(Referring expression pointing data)
# # # # # # #

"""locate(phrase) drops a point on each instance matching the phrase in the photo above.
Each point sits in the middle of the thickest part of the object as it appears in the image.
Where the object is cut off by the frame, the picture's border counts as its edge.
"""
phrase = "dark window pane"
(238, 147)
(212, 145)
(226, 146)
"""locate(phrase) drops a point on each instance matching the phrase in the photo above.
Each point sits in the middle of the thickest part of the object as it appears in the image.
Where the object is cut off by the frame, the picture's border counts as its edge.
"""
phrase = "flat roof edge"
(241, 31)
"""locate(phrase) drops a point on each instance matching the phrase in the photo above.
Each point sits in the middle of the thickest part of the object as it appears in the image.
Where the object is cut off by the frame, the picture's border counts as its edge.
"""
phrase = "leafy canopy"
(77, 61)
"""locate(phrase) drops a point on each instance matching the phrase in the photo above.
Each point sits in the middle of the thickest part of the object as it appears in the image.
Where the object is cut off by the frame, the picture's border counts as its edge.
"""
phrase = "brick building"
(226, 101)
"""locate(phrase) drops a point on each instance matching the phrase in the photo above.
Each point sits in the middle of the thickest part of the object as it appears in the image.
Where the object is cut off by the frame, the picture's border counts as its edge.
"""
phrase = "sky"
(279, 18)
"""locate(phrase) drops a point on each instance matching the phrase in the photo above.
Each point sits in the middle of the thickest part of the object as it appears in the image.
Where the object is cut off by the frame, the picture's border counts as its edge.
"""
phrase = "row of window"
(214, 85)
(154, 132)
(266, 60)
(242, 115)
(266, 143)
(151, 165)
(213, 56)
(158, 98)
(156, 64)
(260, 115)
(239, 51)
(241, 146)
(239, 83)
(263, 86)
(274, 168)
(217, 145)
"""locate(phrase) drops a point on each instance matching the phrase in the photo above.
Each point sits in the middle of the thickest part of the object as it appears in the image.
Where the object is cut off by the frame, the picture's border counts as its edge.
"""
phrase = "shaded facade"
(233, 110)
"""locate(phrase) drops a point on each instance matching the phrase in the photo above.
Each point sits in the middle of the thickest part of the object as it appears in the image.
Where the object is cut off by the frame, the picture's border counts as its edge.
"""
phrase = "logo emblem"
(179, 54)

# # # # # # #

● What the task requires: Write the entries above out again, unchanged and complete.

● Task response:
"""locate(phrase) drops a point on each instance matching the phrase in the photo above.
Each point sits in the middle of the thickest part of the object as it appears in the image.
Where the object is cut off by the frame, the picture's border counts as its edge.
"""
phrase = "dark window pane"
(238, 147)
(212, 145)
(226, 146)
"""locate(phrase) drops a point on each instance matching the phrase in the photo above.
Each point sits in the middle of the thickest part of the object as it appears in the image.
Where the object is cut off by the frame, the picture's border counts as its edge.
"""
phrase = "flat roof edge"
(241, 31)
"""locate(phrase) drops a point on each instance matching the phrase in the photo above.
Each point sits in the middle of the thickest part of the object as it appears in the image.
Where the object is cut off by the frame, the picture's border counts as its edge.
"""
phrase = "leafy canopy"
(77, 61)
"""locate(phrase) drops a point on each instance matching the phrase in the photo above.
Each point sits in the middle of the thickest part of the object as it appears in the image.
Where the object is cut off by the frame, the picture's border counts as its edge.
"""
phrase = "brick building"
(226, 101)
"""locate(phrase) drops a point on each instance matching the phrase in the photo above.
Each point sits in the middle of the thickest part of the object as it appears in the image.
Where the object is cut off by the frame, the picture's border counts as its edge.
"""
phrase = "sky"
(279, 18)
"""locate(phrase) drops a point on each instance matching the phrase in the photo above.
Each point sits in the middle of the thickest part of the object as it appears in the image.
Where the object is cut off by the frame, the picture's border counts as its edge.
"""
phrase = "row of window"
(214, 85)
(154, 132)
(266, 60)
(242, 115)
(266, 143)
(151, 165)
(213, 56)
(158, 98)
(156, 64)
(260, 115)
(239, 51)
(241, 146)
(239, 83)
(263, 86)
(274, 168)
(217, 145)
"""locate(phrase) drops a point on each instance matching the phrase in the photo above.
Each point sits in the middle of the thickest part of the object as it appears in the image.
Where the object is cut off by the frame, the picture's border counts as its edge.
"""
phrase = "shaded facade"
(233, 110)
"""locate(phrase) drops a point on each instance matching the phrase in the photo above.
Each point sits in the middle of the thickest part of the object as it appears in the image.
Where the object is cut off by the frame, the picture's border counts as its edge.
"""
phrase = "logo emblem"
(179, 54)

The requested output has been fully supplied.